GIVEN TASK: Show each line of the material below that contains the string "wooden", matching case exactly.
--------------------------------------------------
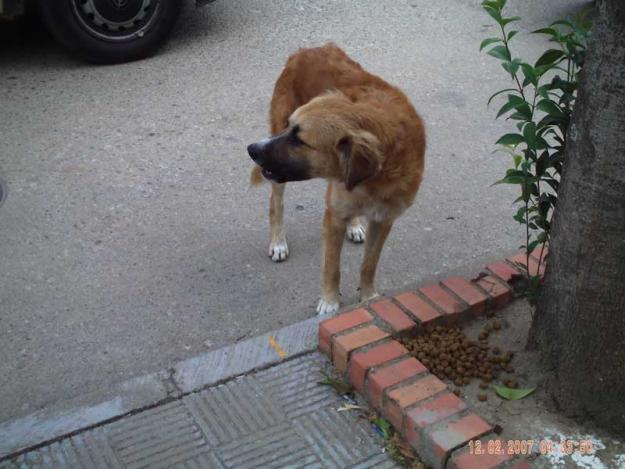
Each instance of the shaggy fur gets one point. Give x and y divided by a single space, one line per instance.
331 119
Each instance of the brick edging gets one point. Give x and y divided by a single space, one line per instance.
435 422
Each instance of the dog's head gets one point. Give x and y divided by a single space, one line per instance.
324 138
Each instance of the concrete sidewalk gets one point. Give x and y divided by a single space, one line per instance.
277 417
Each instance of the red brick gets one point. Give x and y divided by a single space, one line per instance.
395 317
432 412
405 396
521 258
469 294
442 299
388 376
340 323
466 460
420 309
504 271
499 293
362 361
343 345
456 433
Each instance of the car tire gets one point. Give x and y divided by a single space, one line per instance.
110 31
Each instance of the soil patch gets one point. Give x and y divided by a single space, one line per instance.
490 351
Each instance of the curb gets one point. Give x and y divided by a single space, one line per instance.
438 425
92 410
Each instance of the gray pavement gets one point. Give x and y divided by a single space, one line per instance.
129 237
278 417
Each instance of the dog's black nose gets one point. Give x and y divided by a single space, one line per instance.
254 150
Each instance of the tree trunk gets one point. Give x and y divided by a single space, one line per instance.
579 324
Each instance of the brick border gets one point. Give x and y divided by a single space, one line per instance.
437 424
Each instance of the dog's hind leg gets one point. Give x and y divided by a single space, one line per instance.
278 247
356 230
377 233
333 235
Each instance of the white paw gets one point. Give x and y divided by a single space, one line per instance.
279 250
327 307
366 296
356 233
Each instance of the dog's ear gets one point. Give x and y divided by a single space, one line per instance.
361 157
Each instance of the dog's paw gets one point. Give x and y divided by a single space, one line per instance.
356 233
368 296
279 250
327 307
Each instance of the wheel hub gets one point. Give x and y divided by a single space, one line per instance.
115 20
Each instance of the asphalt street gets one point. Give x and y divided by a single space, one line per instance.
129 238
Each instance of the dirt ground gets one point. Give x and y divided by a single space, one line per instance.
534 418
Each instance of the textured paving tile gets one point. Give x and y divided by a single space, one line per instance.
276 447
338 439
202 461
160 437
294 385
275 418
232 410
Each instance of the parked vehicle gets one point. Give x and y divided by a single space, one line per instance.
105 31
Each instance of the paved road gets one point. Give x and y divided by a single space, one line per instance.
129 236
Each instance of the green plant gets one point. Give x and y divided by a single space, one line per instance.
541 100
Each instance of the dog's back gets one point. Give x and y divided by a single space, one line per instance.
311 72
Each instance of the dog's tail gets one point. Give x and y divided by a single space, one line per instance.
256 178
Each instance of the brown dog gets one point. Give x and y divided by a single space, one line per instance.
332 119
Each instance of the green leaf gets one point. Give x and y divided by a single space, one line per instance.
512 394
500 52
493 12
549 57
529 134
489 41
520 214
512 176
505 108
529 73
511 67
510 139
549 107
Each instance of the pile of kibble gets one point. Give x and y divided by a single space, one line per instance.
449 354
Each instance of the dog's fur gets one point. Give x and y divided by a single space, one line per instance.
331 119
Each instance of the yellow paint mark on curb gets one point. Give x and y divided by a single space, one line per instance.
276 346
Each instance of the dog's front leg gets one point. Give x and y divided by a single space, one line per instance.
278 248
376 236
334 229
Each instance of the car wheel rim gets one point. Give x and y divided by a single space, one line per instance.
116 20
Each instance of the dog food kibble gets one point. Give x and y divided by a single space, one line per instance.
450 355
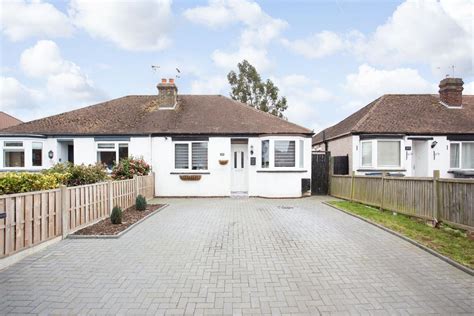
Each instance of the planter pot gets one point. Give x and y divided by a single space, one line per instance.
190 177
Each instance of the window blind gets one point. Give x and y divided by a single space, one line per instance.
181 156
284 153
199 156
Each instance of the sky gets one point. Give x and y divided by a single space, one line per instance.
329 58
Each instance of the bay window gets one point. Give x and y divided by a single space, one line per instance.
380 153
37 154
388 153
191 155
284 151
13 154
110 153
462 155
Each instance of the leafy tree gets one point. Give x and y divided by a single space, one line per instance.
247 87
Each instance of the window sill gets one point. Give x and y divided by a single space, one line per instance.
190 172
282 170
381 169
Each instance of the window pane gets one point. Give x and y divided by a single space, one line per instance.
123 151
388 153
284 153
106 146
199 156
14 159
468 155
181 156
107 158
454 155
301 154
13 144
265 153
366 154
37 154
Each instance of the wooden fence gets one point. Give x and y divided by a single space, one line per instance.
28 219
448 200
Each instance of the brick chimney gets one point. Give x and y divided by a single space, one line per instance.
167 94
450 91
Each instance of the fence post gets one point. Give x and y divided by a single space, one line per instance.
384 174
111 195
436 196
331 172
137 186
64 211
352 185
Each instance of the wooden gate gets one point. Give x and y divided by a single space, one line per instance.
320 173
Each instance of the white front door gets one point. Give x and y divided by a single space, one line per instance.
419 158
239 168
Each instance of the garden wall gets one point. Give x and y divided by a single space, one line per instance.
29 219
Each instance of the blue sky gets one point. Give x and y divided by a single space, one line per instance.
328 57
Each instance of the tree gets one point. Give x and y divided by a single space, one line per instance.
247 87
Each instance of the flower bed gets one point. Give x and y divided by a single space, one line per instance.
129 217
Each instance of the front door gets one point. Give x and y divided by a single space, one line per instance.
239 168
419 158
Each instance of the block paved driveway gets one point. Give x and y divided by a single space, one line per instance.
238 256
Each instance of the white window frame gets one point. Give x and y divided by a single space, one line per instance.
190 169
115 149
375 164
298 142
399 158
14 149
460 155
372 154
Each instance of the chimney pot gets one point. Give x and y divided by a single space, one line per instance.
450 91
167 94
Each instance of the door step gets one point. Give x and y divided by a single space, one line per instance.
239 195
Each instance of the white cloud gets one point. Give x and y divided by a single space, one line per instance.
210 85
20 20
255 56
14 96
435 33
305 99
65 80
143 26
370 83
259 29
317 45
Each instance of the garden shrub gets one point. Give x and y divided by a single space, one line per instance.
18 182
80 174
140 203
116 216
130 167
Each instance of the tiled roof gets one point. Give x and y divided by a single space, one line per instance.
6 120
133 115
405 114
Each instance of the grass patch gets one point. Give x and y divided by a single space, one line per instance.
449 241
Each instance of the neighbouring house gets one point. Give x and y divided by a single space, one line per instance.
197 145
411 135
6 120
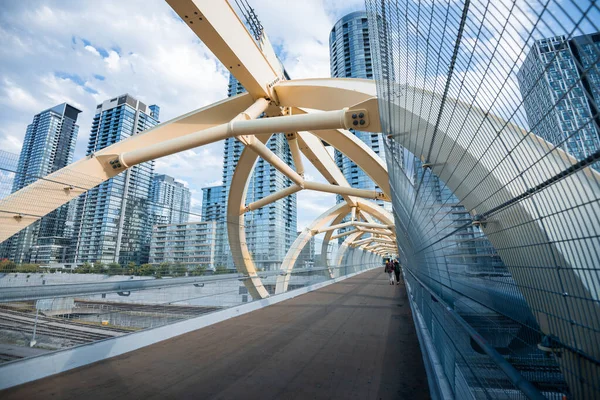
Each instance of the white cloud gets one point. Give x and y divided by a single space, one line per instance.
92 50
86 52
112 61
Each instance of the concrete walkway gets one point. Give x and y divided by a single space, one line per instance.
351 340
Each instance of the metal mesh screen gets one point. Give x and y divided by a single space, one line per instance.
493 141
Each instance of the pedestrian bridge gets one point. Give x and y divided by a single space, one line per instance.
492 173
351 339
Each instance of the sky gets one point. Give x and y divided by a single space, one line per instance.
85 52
--------------------------------------------------
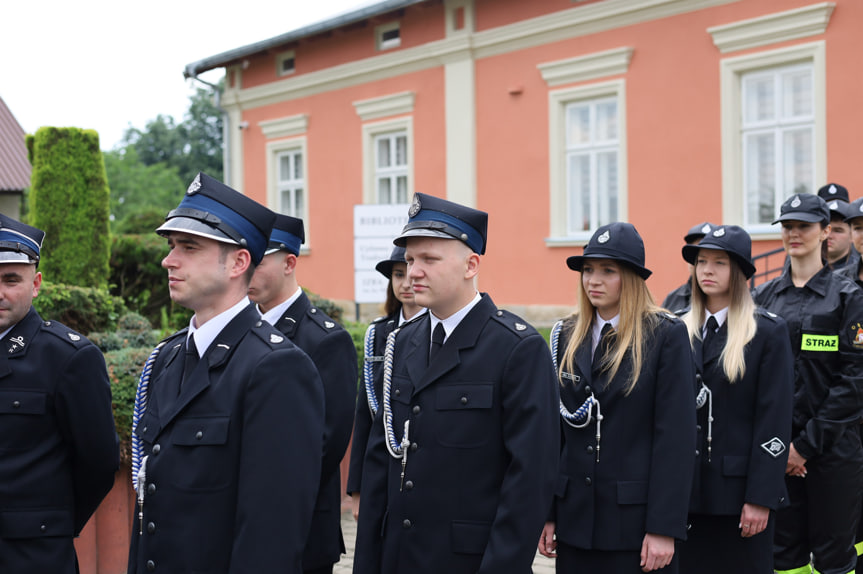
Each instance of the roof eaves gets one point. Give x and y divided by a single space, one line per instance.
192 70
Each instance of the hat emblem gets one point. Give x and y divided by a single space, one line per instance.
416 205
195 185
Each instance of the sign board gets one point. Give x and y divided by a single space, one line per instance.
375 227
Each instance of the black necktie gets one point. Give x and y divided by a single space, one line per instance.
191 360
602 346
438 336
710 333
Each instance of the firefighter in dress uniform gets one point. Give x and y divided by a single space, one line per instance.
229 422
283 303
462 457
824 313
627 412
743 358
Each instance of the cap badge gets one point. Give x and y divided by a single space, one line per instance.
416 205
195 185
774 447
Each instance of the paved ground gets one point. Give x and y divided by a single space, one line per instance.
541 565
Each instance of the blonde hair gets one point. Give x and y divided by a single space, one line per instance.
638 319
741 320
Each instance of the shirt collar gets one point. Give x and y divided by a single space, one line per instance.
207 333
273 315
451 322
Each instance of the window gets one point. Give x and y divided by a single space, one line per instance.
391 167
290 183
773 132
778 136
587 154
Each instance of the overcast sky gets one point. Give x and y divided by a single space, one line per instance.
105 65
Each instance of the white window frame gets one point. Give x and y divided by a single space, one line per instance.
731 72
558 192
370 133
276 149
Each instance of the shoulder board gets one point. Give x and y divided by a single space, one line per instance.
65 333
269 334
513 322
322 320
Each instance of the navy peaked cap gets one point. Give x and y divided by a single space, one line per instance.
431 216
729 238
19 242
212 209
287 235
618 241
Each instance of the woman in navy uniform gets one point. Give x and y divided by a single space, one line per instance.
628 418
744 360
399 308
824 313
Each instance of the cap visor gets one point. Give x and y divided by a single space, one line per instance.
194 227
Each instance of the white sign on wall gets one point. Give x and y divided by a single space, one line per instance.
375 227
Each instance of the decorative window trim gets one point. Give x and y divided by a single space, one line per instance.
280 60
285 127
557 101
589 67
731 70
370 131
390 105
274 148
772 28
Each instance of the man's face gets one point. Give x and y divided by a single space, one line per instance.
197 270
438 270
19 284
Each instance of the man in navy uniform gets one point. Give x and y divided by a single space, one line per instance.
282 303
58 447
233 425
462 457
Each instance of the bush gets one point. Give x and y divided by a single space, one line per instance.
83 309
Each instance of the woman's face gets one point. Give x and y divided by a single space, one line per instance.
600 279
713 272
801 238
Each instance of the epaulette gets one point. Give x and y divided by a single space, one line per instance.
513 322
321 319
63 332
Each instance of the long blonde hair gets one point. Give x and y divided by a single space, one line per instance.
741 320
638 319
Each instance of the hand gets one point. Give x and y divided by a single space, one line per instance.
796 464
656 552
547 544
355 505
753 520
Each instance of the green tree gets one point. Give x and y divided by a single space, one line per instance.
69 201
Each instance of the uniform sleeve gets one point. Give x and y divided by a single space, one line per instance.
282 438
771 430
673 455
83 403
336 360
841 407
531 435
--------------------------------------------------
EXERCISE RESPONSE:
Each instance of the wooden fence gets one point. Give x and y divided by a single space, one line per instance.
Each instance of the wooden gate gets one point. Give x and y divided by a single space, one line per instance.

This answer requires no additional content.